PASSAGE SHOWN START

Here we introduce CLASV, a novel, fast, and user-friendly lineage-assignment pipeline that enables (i) rapid inference of an outbreak’s geographic origin, (ii) early indication of potential lineage-specific clinical risk, and (iii) standardized data for molecular epidemiology. CLASV uses a Random Forest classifier trained on curated Lassa virus glycoprotein precursor (GPC) sequences - a part of the virus that plays a major role in cell entry and immune response [30,31]. It provides accurate lineage assignments within minutes on a standard computer.
The rationale for developing CLASV stems from the urgent need for accessible, portable, and reproducible Lassa virus lineage-typing tools that can be deployed in both endemic and non-endemic regions. By addressing critical public health gaps in Lassa fever surveillance, CLASV has the potential to empower frontline laboratories and international reference centers to rapidly integrate lineage data into clinical decision-making, preparedness for imported cases, and targeted public health interventions. Such capability could significantly enhance outbreak preparedness, optimize patient management, and strengthen overall responses to Lassa fever outbreaks.
Github: https://github.com/JoiRichi/CLASV, PIP installation: https://pypi.org/project/CLASV/
Methods
Data and preprocessing
LASV sequences released up until December 1, 2023, along with their accompanying metadata, were downloaded from NCBI Virus (available at https://www.ncbi.nlm.nih.gov/labs/virus/vssi/#/). To ensure the inclusion of only field samples, the “exclude lab strain” filter was applied. Using the GPC gene from the reference ID NC_004296, we extracted and aligned the GPC regions from all sequences using LAST [32] and MAFFT [33](available at https://mafft.cbrc.jp/alignment/server/specificregion-last.html), resulting in 1,021 GPC sequences. Sequences with more than 5% gaps and ambiguous nucleotides of the total alignment length were removed, reducing the dataset to 808 sequences. The final stop codon position was removed from the alignment because the stop codon signals the termination of translation and does not encode an amino acid. Sequences lacking sampling dates and locations were excluded, leaving 753 sequences.

PASSAGE SHOWN END
PROVIDED INFORMATION START

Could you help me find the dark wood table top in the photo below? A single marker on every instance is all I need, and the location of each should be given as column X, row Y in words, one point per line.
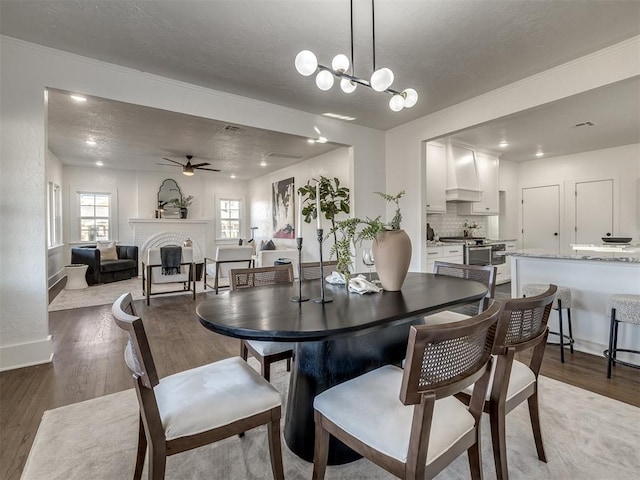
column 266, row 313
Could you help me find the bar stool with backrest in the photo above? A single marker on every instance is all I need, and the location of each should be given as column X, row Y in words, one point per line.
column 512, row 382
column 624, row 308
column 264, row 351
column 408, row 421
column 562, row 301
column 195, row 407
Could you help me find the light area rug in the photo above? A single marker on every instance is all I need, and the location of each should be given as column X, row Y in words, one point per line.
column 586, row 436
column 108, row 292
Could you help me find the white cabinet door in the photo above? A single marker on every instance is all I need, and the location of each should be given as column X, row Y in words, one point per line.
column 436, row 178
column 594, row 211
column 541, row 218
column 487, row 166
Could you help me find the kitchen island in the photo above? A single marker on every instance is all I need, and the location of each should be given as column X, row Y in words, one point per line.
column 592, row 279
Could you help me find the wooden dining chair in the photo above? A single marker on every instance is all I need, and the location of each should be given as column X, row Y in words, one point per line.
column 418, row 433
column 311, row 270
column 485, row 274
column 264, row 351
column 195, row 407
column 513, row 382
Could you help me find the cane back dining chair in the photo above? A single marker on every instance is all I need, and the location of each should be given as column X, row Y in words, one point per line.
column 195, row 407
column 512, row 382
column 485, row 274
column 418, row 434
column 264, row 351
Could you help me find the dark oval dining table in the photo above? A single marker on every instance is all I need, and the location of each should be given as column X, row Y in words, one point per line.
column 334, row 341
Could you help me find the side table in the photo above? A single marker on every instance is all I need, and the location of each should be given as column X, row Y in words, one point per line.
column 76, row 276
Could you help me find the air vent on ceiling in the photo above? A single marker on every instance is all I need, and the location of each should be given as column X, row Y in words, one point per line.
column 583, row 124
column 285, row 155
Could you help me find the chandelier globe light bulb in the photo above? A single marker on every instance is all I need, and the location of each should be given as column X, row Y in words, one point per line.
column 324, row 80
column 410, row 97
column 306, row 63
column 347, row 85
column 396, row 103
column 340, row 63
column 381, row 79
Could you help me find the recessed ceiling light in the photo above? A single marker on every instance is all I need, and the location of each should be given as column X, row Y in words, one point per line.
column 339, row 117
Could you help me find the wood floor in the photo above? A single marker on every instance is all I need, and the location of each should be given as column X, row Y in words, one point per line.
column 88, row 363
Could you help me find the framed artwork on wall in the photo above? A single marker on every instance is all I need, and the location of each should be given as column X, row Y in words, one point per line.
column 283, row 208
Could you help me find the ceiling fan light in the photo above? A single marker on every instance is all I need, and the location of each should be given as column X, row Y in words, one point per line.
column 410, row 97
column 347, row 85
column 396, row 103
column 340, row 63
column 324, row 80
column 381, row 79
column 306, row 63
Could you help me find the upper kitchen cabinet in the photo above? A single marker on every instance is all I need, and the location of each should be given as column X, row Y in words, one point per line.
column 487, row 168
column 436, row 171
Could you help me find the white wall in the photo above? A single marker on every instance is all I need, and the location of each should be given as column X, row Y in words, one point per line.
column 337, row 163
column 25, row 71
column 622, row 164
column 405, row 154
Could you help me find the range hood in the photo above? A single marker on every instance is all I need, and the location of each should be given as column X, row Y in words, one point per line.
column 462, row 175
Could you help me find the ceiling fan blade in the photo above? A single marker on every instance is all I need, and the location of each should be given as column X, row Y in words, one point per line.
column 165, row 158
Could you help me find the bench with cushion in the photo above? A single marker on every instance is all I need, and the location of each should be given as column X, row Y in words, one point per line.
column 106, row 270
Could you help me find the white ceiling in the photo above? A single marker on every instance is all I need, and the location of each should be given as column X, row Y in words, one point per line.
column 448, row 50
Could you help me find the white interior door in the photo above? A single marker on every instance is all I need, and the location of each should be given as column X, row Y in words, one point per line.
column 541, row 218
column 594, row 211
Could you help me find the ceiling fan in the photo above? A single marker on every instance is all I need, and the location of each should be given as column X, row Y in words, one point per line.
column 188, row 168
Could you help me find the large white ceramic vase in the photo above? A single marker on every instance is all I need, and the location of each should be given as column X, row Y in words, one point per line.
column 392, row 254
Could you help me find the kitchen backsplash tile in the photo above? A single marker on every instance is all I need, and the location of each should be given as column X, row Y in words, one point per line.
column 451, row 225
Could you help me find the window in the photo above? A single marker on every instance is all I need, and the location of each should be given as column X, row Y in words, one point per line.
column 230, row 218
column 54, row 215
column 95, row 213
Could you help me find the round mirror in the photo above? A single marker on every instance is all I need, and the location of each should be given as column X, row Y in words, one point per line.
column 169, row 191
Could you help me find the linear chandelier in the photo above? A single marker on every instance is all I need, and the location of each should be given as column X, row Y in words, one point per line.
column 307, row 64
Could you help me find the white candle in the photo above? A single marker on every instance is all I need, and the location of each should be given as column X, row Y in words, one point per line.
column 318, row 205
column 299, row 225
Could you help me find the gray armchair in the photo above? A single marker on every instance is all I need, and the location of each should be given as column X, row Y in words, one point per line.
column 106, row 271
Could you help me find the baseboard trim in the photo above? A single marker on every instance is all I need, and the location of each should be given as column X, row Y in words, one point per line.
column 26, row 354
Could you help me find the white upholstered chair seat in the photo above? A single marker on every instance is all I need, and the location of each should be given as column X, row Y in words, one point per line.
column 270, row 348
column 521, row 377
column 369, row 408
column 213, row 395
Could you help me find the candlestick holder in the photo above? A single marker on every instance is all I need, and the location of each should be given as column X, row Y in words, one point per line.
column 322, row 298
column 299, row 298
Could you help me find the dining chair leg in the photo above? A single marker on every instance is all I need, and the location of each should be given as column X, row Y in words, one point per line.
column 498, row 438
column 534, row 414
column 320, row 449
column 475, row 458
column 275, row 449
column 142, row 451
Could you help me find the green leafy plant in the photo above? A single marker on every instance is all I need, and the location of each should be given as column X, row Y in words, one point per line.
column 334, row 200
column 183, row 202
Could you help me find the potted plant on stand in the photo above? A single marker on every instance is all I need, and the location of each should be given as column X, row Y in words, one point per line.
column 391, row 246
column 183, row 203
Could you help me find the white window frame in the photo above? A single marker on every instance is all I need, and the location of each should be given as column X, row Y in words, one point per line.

PROVIDED INFORMATION END
PROVIDED INFORMATION START

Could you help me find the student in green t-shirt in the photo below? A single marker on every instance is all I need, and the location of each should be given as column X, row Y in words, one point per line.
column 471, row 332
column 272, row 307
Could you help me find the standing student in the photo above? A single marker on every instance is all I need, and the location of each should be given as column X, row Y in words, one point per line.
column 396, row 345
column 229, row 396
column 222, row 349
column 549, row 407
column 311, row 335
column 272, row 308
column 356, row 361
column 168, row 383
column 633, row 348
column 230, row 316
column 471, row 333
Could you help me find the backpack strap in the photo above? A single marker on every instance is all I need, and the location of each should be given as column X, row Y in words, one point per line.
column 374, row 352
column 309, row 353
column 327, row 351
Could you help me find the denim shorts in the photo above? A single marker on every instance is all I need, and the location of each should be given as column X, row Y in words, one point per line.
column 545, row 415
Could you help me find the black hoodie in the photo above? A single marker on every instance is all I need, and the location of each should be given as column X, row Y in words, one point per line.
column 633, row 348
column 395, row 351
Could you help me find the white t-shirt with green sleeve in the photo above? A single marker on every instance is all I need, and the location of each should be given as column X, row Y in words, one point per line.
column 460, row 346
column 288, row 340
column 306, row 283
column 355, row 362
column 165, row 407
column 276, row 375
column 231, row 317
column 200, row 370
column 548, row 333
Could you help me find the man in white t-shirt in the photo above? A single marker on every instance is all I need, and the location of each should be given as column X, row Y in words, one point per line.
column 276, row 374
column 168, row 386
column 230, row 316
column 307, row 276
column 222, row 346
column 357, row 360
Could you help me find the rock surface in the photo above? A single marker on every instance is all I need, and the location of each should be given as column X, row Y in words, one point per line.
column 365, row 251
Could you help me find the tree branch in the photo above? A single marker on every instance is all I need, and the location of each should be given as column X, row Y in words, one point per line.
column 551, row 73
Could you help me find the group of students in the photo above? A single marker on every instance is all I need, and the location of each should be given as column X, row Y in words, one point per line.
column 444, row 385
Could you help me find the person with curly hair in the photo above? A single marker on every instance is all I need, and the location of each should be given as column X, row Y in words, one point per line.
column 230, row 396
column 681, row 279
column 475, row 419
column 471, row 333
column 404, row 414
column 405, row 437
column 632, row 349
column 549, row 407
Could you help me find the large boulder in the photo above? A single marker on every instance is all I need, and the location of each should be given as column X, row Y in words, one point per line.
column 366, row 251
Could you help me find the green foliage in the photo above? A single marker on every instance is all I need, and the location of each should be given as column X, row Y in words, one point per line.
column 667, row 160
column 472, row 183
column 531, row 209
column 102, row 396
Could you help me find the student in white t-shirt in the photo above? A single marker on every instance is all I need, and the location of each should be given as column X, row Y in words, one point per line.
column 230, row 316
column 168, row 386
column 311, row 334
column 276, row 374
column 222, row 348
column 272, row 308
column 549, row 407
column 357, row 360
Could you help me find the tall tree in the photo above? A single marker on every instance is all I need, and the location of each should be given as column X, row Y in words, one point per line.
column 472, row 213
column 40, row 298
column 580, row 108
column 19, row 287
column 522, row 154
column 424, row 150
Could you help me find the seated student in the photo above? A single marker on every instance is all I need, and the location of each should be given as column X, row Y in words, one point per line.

PROVIDED INFORMATION END

### TASKS TO PERFORM
[a] Answer these questions from the CLASV passage, one per line:
(i) What type of classifier does CLASV use?
(ii) How many sequences were left after removing those with more than 5% gaps and ambiguous nucleotides?
(iii) Which filter was applied to include only field samples?
[b] Rewrite the part of the CLASV passage that opens with the words containing "The rationale for" and closes with "Lassa fever outbreaks.", changing "frontline laboratories" to "regional laboratories".
[c] Extend the CLASV passage, picking up after its last sentence.

### RESULTS FOR EACH TASK
[a]
(i) A Random Forest classifier.
(ii) 808 sequences.
(iii) The "exclude lab strain" filter.

[b]
The rationale for developing CLASV stems from the urgent need for accessible, portable, and reproducible Lassa virus lineage-typing tools that can be deployed in both endemic and non-endemic regions. By addressing critical public health gaps in Lassa fever surveillance, CLASV has the potential to empower regional laboratories and international reference centers to rapidly integrate lineage data into clinical decision-making, preparedness for imported cases, and targeted public health interventions. Such capability could significantly enhance outbreak preparedness, optimize patient management, and strengthen overall responses to Lassa fever outbreaks.

[c]
Alignment visualization and exploration were conducted using Aliview [34]. Manual curation was performed to ensure codon consistency. Specifically, misalignment involving codons disrupted by three gaps were adjusted by moving a single nucleotide to match the two others to ensure proper translation. Nucleotide to amino acid translation was performed using Aliview. All data analyses were conducted in Python using standard libraries such as pandas [35](available at https://pandas.pydata.org/), scikit-learn [36], and Biopython [37]. The workflow was implemented using Jupyter Notebook in Google Colab [38].
Sequence Annotation
We extracted sampling locations from the accompanying GenBank metadata. From the 753 sequences, 542 sequences originated from Nigeria, 141 from Sierra Leone, 11 from Guinea, 1 from Germany, 3 from Togo, 24 from Liberia, 5 from Mali, 13 from Côte d’Ivoire, and 13 from Benin. To assign lineages, we reconstructed a phylogenetic tree (Fig 1) and annotated its clades based on the literature [8–13] (see Supplementary GitHub data). We labeled the leaves of each clade, based on the annotations of their corresponding sequences and classified them into the following lineages: 480 sequences for lineage II, 59 sequences for lineage III, 194 sequences for lineages IV and V combined, and 16 sequences for lineage VII. Lineages I and VI were excluded due to insufficient data. Lineages IV and V were grouped together based on the recommendation of Whitmer et al. [11], who noted that the distance between these two lineages is similar to those between other sublineages. During model preparation, we discovered that some sequences, despite having distinct GenBank IDs and metadata, were identical. To avoid data leakage, we deduplicated the dataset, resulting in a total of 618 sequences for model training—comprising 387 sequences of lineage II, 50 of lineage III, 169 of lineages IV and V combined, and 12 of lineage VII.
Fig 1. Lassa virus geographic distribution and phylogeny.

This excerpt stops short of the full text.